*** Provided material ***

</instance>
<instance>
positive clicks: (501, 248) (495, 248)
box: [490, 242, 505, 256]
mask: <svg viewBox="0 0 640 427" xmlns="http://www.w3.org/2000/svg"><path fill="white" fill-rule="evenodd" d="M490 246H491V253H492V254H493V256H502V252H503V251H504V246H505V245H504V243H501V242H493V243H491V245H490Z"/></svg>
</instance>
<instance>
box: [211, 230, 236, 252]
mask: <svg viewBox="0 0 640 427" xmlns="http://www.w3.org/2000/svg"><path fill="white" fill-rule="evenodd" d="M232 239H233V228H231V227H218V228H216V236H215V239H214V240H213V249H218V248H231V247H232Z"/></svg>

*** End of Provided material ***

▶ [What is being asked]
Line by line, retype the data exactly as written.

▶ [Answer below]
</instance>
<instance>
positive clicks: (501, 248) (495, 248)
box: [490, 242, 505, 256]
mask: <svg viewBox="0 0 640 427" xmlns="http://www.w3.org/2000/svg"><path fill="white" fill-rule="evenodd" d="M490 246H491V253H492V254H493V256H502V252H503V251H504V246H505V245H504V243H501V242H493V243H491V245H490Z"/></svg>
</instance>
<instance>
box: [211, 230, 236, 252]
mask: <svg viewBox="0 0 640 427" xmlns="http://www.w3.org/2000/svg"><path fill="white" fill-rule="evenodd" d="M232 239H233V228H231V227H218V228H216V236H215V239H214V240H213V249H218V248H231V247H232Z"/></svg>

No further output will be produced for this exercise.